▶ [Input for this task]
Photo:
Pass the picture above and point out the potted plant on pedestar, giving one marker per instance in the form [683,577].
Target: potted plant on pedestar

...

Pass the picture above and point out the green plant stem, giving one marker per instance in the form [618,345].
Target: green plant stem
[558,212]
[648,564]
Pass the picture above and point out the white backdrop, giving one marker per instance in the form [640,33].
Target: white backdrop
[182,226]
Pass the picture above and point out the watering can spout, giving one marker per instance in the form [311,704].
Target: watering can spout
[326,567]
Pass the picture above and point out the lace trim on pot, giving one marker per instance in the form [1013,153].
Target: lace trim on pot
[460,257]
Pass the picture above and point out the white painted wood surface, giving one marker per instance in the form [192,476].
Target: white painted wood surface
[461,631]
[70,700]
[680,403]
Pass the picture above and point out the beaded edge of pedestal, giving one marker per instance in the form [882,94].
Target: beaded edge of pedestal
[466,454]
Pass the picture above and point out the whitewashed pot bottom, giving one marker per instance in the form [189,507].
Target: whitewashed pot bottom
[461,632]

---

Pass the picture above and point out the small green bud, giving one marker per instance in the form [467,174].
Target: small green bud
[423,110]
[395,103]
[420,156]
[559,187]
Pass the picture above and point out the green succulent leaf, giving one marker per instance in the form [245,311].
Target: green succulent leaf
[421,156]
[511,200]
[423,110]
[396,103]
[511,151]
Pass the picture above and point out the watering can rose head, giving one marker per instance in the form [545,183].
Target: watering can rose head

▶ [Task to complete]
Looking at the data above, write out exactly the lines that start at the one containing "Target: green succulent leaf" and end at the one containing "Target: watering can rose head"; include both and nothing beyond.

▶ [Result for this task]
Target: green succulent leaf
[421,156]
[511,200]
[423,110]
[396,103]
[511,151]
Pass the picture above and point out the watering can rose head, giving one marker per instance in the form [545,183].
Target: watering can rose head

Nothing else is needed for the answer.